--- PASSAGE PROVIDED ---

From here, you can access the following monitoring options:
- Service health: Provides a dashboard that displays memory, CPU, and network usage.
- Activity log: Displays access, runtime, build, and version history logs.
- Tracing: Displays traces from the model or agentic workflow.
Resource usage¶
Permissions to view service health
Only users with Owner permissions for the application and DataRobot administrators can access service health.
The Service health tab allows you to monitor usage, service health, and resource consumption for individual applications. Monitoring resource consumption is essential for cost management to ensure that resources are used efficiently, helping optimize cost.
To access application monitoring capabilities, on the Applications page, click the app you want to view and select Service health. From here, you can:
| Element | Description | |
|---|---|---|
| 1 | Range/Resolution | Adjusts the range and resolution of the chart. The options in the Resolution dropdown are based on your Range selection. |
| 2 | Refresh | Instantly refreshes usage information—usage information automatically updates every minute. |
| 3 | Resource usage | Displays average CPU, memory, and network usage for the specified range, as well as live usage values. Click on a tile to visualize usage information in the chart below. |
| 4 | Usage chart | Visualizes usage information over time for the selected usage tile and specified range. For CPU usage, you can also display a line representing the average usage. |
Activity logs¶
Permissions to view logs
Access to logs for an application requires Owner or Editor permissions for the application. Owners can view all logs, while Editors can only view build and runtime logs, not access logs.
DataRobot records the following activity logs for custom applications:
| Activity log | Description |
|---|---|
| Access logs | Displays which users have accessed the application and when. |
| Runtime logs | Displays a real-time record of the application's tasks during execution. |
| Build logs | Displays a history of the application's deployment process. |
| Version history logs | Displays a time-stamped, chronological record of the application's versions. |
To access these activity logs, from the Applications page, click the app you want to view, and select Activity log.
Build and runtime logs¶
From the Build logs and Runtime logs tabs, you can browse logs that detail the history of compiling, building, and executing the custom application. This includes dependency checks, packaging, and any warnings or errors thrown.
Access logs¶
From the Access logs tab, you can monitor the history of users who have opened or operated a custom application.
You can also view access logs directly from an application source. Navigate to Registry > Application sources, locate the application source for your custom application, and expand the dropdown to view the applications built from the source. Then, click the custom application you want to view the access logs from to access a detailed view.
On the Overview tab, scroll down to the Access logs section.
The access logs detail users' visits to the application, including their email, user ID, time of visit, and their role for the application.

---

- **TASK TO COMPLETE**
From the passage on application monitoring, reproduce the stretch from "You can also view" through "Access logs section." word for word.

--- EXCERPTED RECORDS ---

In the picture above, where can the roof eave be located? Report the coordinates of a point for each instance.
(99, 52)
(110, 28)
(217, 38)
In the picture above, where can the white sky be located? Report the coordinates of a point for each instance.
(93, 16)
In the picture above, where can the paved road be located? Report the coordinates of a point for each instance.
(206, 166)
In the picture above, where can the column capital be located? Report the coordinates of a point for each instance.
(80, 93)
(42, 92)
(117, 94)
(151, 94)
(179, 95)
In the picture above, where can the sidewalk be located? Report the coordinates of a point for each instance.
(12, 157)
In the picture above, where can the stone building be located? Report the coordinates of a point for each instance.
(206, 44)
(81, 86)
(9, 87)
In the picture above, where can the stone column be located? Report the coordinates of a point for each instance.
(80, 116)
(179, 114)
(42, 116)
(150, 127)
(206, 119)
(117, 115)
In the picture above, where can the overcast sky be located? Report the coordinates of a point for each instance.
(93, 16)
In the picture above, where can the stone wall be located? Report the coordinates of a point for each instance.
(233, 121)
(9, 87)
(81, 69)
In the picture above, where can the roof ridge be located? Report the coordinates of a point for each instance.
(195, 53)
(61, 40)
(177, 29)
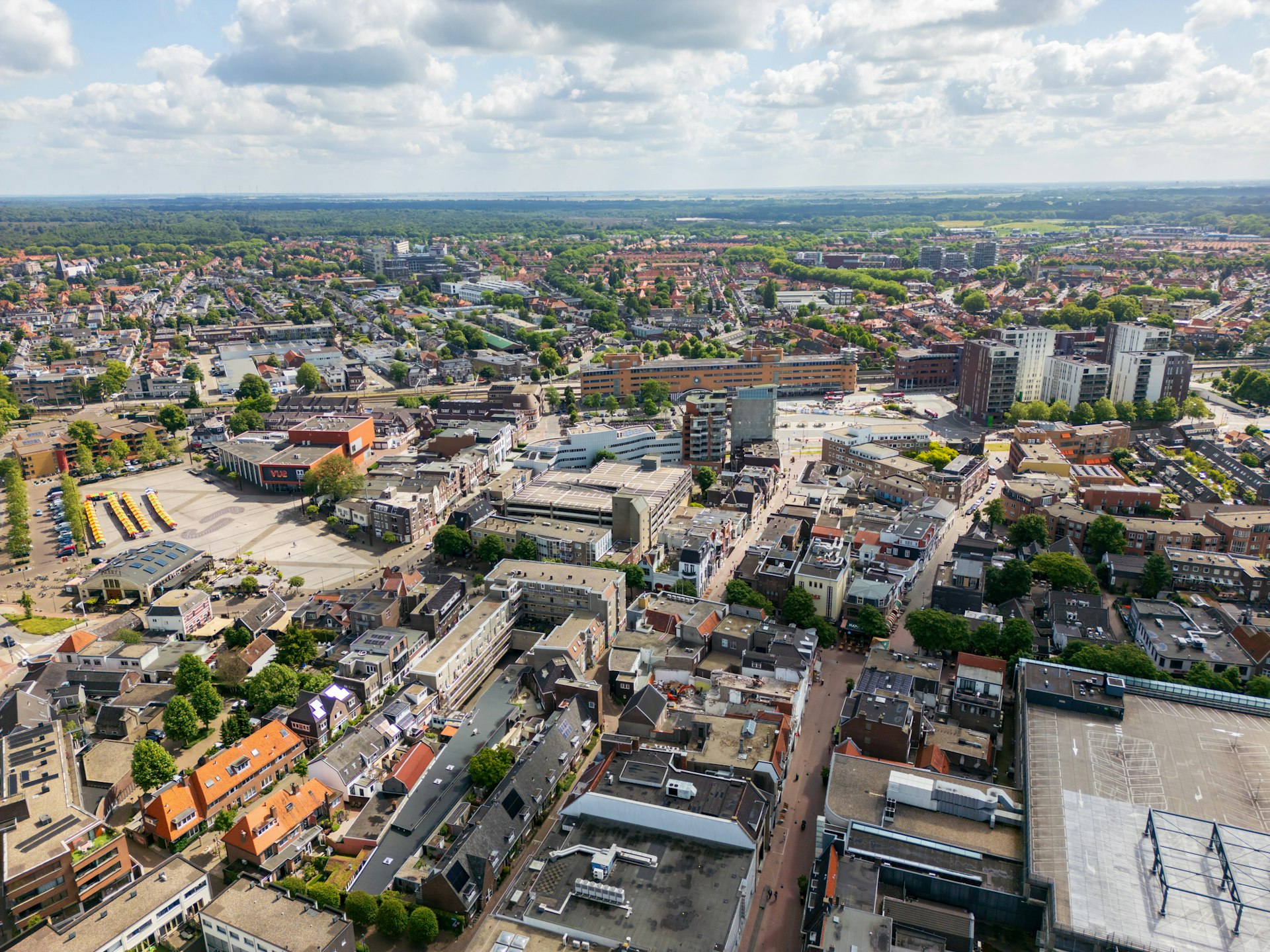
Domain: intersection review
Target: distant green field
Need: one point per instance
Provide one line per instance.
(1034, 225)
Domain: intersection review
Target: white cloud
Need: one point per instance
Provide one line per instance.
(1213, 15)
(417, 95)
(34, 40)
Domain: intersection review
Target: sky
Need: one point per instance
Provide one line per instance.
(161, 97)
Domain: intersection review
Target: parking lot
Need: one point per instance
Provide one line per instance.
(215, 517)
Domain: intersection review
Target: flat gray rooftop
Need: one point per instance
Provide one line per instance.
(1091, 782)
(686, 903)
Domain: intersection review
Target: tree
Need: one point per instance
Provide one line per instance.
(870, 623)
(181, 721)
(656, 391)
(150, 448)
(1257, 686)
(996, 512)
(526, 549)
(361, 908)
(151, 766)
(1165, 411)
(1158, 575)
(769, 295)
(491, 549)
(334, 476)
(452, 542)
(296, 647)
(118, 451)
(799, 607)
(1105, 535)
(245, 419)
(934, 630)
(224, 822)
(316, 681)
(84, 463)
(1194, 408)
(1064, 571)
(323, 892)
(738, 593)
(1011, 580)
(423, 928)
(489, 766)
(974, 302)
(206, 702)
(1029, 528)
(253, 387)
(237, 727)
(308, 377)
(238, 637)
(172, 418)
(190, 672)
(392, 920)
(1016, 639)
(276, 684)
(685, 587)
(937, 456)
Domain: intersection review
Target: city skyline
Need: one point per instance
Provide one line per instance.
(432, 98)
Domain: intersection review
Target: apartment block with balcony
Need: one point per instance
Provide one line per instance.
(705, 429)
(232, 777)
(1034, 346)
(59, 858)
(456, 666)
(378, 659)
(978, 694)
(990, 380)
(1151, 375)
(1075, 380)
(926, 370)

---
--- EXCERPTED RECORDS ---

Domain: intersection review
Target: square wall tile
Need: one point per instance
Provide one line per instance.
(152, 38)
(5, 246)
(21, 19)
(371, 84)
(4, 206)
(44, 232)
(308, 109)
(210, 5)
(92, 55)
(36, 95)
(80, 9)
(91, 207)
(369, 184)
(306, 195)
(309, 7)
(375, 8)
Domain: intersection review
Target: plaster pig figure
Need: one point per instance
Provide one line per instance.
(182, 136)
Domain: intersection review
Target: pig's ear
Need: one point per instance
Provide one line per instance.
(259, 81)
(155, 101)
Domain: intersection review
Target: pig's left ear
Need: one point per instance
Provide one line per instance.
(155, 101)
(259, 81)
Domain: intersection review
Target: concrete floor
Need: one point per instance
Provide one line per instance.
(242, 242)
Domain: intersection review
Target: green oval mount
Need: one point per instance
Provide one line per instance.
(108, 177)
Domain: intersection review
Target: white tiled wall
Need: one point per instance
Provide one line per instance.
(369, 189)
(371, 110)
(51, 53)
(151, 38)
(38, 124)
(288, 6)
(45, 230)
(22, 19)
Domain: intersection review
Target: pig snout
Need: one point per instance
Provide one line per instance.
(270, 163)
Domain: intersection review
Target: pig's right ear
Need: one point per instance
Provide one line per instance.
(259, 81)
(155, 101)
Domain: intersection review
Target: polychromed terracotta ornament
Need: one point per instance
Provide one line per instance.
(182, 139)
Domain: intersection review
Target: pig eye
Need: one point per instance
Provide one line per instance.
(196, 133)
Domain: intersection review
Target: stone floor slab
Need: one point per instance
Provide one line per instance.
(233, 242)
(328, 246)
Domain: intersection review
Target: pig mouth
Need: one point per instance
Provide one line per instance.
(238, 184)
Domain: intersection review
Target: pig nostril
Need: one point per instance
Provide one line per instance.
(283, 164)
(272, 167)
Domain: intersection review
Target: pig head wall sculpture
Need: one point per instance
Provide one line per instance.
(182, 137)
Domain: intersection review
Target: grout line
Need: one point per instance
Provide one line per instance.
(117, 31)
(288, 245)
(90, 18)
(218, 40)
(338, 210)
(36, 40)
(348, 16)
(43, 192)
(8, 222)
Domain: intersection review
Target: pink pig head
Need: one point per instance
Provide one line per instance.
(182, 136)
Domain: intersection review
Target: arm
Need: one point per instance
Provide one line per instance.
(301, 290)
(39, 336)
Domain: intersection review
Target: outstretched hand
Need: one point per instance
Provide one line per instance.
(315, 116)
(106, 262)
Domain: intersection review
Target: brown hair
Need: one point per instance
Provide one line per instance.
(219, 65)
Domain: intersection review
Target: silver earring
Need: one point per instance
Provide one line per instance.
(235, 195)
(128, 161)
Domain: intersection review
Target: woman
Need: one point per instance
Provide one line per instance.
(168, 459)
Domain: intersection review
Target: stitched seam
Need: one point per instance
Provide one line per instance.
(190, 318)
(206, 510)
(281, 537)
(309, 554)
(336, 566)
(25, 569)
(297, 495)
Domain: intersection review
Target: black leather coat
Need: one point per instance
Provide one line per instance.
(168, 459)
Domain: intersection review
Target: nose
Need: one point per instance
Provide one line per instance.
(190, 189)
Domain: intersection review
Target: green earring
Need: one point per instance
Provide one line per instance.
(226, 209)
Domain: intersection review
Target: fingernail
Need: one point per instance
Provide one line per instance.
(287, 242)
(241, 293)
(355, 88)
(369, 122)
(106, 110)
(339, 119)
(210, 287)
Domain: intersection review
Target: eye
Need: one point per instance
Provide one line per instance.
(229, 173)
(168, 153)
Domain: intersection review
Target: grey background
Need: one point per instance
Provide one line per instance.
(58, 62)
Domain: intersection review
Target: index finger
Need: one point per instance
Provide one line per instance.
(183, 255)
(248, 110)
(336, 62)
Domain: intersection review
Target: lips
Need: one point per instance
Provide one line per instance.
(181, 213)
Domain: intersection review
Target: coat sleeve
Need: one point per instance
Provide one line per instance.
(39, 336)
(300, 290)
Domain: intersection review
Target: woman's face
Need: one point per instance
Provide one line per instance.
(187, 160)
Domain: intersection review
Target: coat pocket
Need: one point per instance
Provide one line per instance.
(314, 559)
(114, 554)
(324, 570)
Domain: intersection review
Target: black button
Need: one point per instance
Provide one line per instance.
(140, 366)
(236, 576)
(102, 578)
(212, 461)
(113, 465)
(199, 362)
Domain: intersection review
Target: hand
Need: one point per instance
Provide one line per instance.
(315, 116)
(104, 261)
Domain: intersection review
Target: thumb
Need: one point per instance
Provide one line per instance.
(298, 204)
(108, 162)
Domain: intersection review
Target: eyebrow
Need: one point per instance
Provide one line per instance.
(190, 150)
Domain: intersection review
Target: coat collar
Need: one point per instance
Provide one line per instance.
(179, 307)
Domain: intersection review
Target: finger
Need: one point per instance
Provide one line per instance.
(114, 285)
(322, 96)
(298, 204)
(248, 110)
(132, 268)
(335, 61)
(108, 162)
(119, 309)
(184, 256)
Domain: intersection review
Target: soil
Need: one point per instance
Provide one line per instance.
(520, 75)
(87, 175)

---

- **RESULT FOR THIS EXERCISE**
You can also view access logs directly from an application source. Navigate to Registry > Application sources, locate the application source for your custom application, and expand the dropdown to view the applications built from the source. Then, click the custom application you want to view the access logs from to access a detailed view.
On the Overview tab, scroll down to the Access logs section.